### [List of tasks]
1) In the article about Tulia, list every number the text gives for a group of people, with the group each one describes.
2) Write out the article about Tulia between "Round Two in" and "town near Amarillo.", inclusive.
3) Decide whether each statement agrees with the article about Tulia, and support each answer with a quotation from the text.
(a) The crowd gathered on the Capitol steps in Austin.
(b) Every defendant sent to prison went there after a trial.
(c) The children at the Capitol wore white T-shirts.

Round Two in Tulia


The Drug War is not a war on drugs, it’s a war on people,” G. Alan Robinson of the Drug Policy Forum of Texas told a small crowd assembled on the Capitol steps in Austin. If the sentiment on this hot September afternoon is any indication, the people are beginning to fight back – and Ground Zero of the struggle is a tiny town in the Texas Panhandle that is fast becoming a household name. The star attraction at the September 29 rally were the Tulia “war orphans”: roughly two dozen children of parents arrested in the now notorious 1999 cocaine bust in Tulia, Texas, a tiny panhandle ranching town near Amarillo.

The undercover operation resulted in the arrest of about three dozen African Americans, or over ten percent of the town’s small black population (see “The Color of Justice,” by Nate Blakeslee, June 23). Thus far, twenty-two of the defendants have gone to prison, some following trials and some as a result of plea bargains. Many are serving very long sentences, despite the relatively small amounts they were accused of selling. The kids they left behind appeared at the Capitol dressed in matching black T-shirts printed with the gold “Friends of Justice” logo adopted by local organizers. For many, it was their first trip out of the Panhandle. Some may not want to go back.

### [Entries]
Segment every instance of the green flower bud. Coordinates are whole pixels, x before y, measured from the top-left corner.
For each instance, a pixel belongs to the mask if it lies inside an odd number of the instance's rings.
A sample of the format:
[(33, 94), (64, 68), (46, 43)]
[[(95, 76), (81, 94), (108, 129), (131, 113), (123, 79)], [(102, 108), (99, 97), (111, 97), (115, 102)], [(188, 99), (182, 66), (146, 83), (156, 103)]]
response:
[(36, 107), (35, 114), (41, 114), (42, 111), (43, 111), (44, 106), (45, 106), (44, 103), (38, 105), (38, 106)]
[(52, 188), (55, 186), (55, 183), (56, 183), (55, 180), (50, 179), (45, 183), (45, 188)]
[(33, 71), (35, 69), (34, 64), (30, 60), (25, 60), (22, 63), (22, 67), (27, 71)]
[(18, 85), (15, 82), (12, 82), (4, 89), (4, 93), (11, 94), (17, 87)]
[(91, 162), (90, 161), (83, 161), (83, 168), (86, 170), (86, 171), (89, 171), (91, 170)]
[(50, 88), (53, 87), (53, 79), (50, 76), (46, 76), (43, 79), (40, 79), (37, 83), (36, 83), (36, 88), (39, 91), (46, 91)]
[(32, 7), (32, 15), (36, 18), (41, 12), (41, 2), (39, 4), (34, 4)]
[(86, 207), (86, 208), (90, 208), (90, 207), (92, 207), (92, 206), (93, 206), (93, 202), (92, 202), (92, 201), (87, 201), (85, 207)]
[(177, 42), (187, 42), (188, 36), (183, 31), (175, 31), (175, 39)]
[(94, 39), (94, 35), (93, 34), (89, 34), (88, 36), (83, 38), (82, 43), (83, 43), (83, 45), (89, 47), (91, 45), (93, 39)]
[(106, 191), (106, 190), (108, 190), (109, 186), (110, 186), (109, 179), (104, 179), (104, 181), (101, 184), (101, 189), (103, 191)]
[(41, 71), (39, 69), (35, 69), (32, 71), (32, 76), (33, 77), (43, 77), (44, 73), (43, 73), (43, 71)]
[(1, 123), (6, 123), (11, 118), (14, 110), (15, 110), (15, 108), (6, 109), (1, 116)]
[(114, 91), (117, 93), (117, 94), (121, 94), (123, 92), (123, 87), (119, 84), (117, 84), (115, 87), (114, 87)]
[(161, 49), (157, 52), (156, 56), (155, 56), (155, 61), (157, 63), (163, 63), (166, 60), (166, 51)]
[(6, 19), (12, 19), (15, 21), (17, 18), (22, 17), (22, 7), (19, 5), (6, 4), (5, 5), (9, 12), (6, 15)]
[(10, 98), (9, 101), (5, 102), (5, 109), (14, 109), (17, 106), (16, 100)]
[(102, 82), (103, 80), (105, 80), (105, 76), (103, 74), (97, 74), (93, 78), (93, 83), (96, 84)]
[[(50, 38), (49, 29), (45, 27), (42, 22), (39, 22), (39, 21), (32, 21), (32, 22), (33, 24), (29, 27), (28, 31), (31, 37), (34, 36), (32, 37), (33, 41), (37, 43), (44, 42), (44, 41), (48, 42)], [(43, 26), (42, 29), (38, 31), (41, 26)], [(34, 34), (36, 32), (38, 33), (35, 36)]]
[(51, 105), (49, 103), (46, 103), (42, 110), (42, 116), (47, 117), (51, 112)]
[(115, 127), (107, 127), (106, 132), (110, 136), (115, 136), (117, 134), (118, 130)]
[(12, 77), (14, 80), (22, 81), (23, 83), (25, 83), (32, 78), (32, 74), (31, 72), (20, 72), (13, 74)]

### [Expected answers]
1)
- Roughly two dozen: children of parents arrested in the 1999 cocaine bust in Tulia (the Tulia "war orphans")
- About three dozen: African Americans arrested in the undercover operation
- Over ten percent: the share of the town's small black population that was arrested
- Twenty-two: defendants who have gone to prison so far

2)
Round Two in Tulia


The Drug War is not a war on drugs, it’s a war on people,” G. Alan Robinson of the Drug Policy Forum of Texas told a small crowd assembled on the Capitol steps in Austin. If the sentiment on this hot September afternoon is any indication, the people are beginning to fight back – and Ground Zero of the struggle is a tiny town in the Texas Panhandle that is fast becoming a household name. The star attraction at the September 29 rally were the Tulia “war orphans”: roughly two dozen children of parents arrested in the now notorious 1999 cocaine bust in Tulia, Texas, a tiny panhandle ranching town near Amarillo.

3)
(a) Yes: "told a small crowd assembled on the Capitol steps in Austin"
(b) No: "some following trials and some as a result of plea bargains"
(c) No: "dressed in matching black T-shirts"